* EXTRAIT FOURNI
:::

Nous tiendrons la conversion totale du domaine l’année prochaine, en 2022.
Nous avons déjà nos blancs, situés sur l’appellation Fleurie mais classés Beaujolais Blanc, qui sont en bio depuis 2019, et 85% de nos rouges l’étaient sur ce millésime 2020.
Cela n’était pas une condition d’achat, car nous l’aurions fait de toutes façons, mais ça a influé sur le choix de domaine. Nous étions axés sur le Beaujolais dans tous les cas et la qualité de la culture engagée ici nous a fait basculer, car cela a été entrepris avec un fort engagement de la part des propriétaires précédents, et de manière qualitative, ce qui était d’autant plus important et remarquable au vu de la géographie de Fleurie (beaucoup de coteaux) et de la perte de rendement induite.
En revanche, l’enjeu des prochaines années ce sera la sécheresse : nous sommes sur des sols extrêmement drainants, l’eau ne fait que passer, ce qui est certes un avantage en cas de saison pluvieuse mais qu’il faut surveiller de près à moyen et long terme.

Quels sont vos autres projets ?

:::

* LIGNES ENREGISTRÉES
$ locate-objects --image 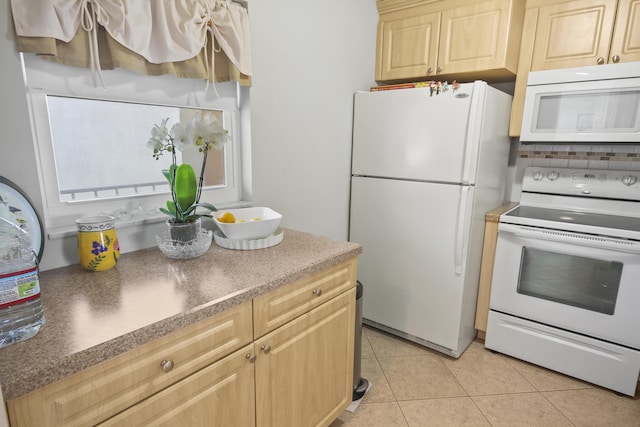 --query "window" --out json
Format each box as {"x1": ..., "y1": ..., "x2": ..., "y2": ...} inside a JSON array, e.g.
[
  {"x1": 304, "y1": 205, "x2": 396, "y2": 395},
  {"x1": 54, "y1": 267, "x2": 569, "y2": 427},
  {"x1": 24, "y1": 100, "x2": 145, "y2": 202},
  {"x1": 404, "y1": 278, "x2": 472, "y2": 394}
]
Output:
[{"x1": 24, "y1": 54, "x2": 249, "y2": 236}]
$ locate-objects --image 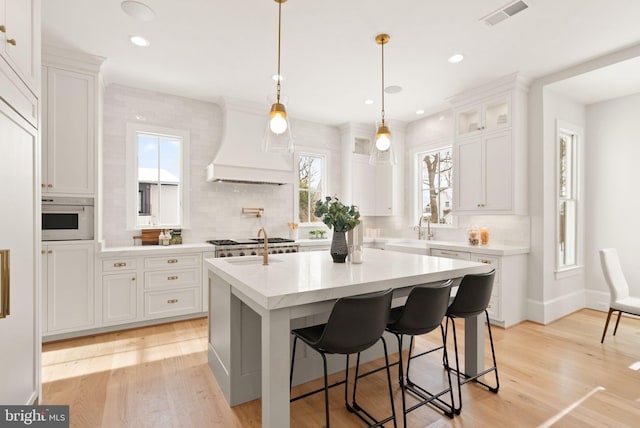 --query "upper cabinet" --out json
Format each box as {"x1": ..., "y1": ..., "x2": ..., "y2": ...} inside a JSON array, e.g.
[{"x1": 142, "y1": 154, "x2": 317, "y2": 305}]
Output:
[
  {"x1": 41, "y1": 49, "x2": 100, "y2": 196},
  {"x1": 455, "y1": 94, "x2": 511, "y2": 137},
  {"x1": 338, "y1": 124, "x2": 404, "y2": 216},
  {"x1": 453, "y1": 74, "x2": 527, "y2": 215},
  {"x1": 0, "y1": 0, "x2": 40, "y2": 94}
]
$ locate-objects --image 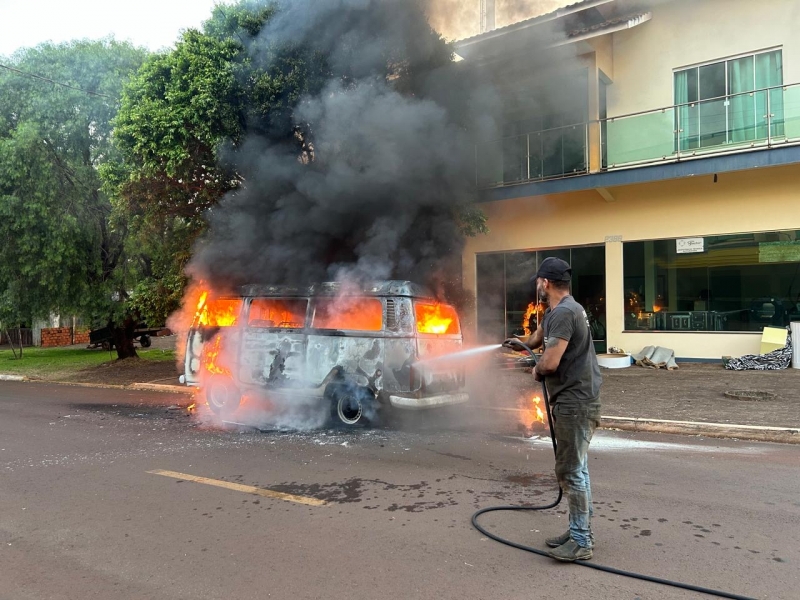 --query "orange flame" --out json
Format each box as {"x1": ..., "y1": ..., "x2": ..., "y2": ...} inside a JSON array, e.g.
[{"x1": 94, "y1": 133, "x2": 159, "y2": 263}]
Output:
[
  {"x1": 414, "y1": 303, "x2": 458, "y2": 335},
  {"x1": 522, "y1": 302, "x2": 536, "y2": 335},
  {"x1": 194, "y1": 291, "x2": 242, "y2": 327},
  {"x1": 520, "y1": 396, "x2": 547, "y2": 432},
  {"x1": 200, "y1": 335, "x2": 231, "y2": 375}
]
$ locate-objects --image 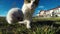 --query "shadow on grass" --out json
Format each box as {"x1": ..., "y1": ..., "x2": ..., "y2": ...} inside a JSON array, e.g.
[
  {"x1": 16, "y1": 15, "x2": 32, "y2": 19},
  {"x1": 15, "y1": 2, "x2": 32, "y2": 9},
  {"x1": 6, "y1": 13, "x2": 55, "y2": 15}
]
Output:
[{"x1": 0, "y1": 21, "x2": 60, "y2": 34}]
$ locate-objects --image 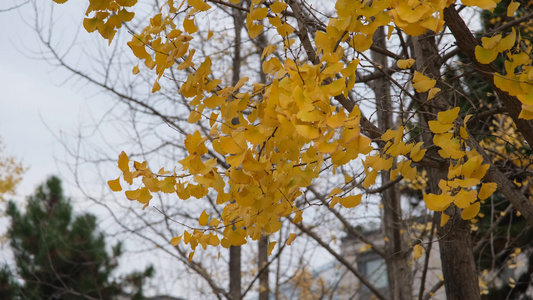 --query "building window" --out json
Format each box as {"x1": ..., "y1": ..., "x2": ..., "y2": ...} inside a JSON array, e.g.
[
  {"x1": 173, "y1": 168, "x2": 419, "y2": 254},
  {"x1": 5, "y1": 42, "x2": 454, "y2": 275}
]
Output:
[{"x1": 357, "y1": 251, "x2": 389, "y2": 297}]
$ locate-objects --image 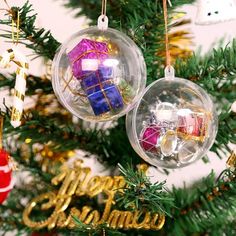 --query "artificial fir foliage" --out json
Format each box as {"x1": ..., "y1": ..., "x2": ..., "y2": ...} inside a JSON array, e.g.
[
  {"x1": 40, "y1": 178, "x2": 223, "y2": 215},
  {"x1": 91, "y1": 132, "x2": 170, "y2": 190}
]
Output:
[{"x1": 0, "y1": 0, "x2": 236, "y2": 236}]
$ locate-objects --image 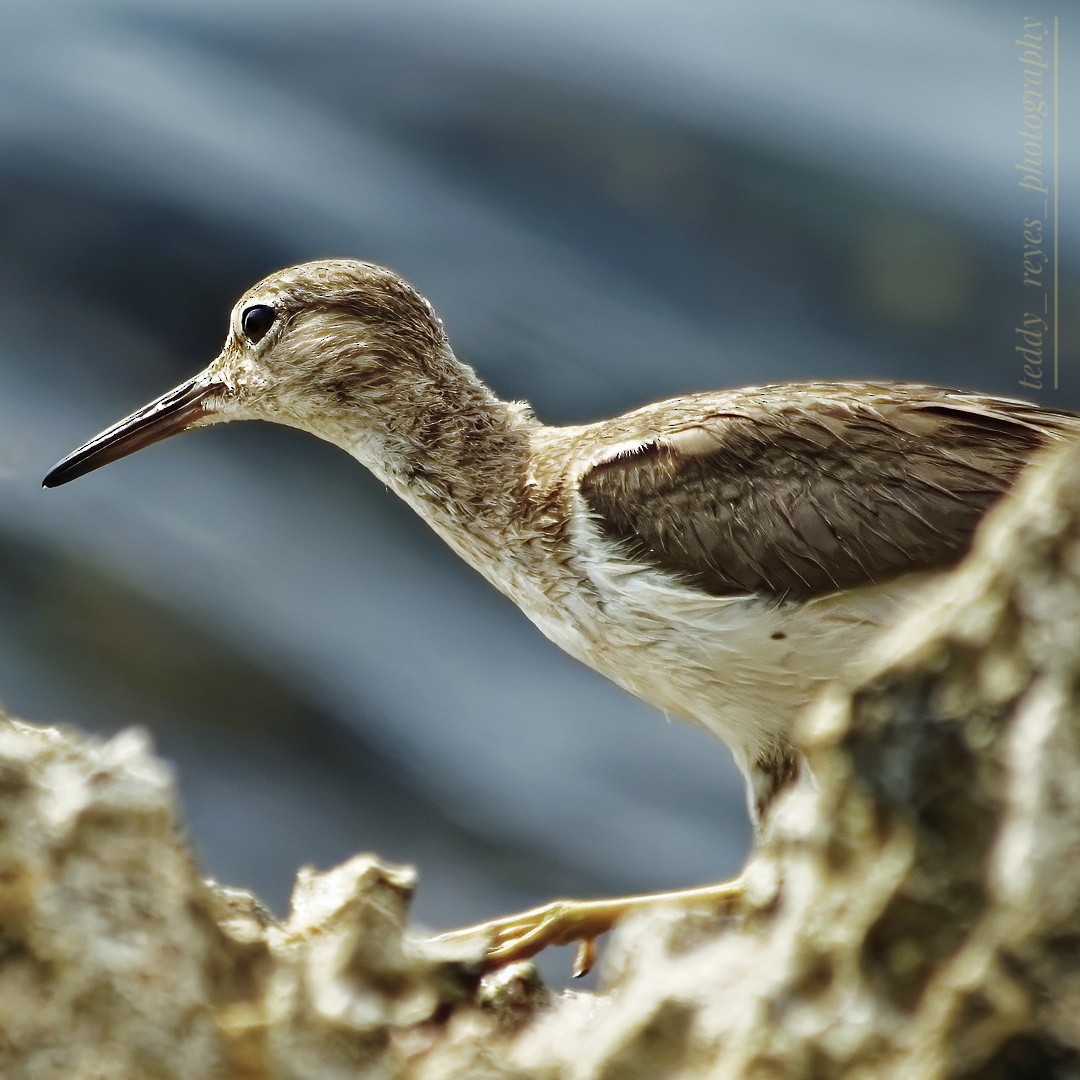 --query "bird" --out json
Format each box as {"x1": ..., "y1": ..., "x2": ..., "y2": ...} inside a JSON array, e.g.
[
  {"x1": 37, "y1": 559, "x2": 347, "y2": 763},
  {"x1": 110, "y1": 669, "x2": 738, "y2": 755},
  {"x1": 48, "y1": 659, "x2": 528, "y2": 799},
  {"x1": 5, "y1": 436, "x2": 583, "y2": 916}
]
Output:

:::

* CONSIGNE A
Transcrivez, dans l'extrait sur la conversion bio du domaine, tout ce qui va de « Nous tiendrons la » jusqu'à « ce millésime 2020. ».
* CONSIGNE B
Répondez aux questions suivantes à partir de l'extrait sur la conversion bio du domaine :
(i) En quelle année la conversion totale du domaine est-elle prévue ?
(ii) Depuis quelle année les blancs du domaine sont-ils en bio ?
(iii) Quel enjeu est annoncé pour les prochaines années ?

* RÉSULTAT OBTENU A
Nous tiendrons la conversion totale du domaine l’année prochaine, en 2022.
Nous avons déjà nos blancs, situés sur l’appellation Fleurie mais classés Beaujolais Blanc, qui sont en bio depuis 2019, et 85% de nos rouges l’étaient sur ce millésime 2020.

* RÉSULTAT OBTENU B
(i) En 2022.
(ii) Depuis 2019.
(iii) La sécheresse.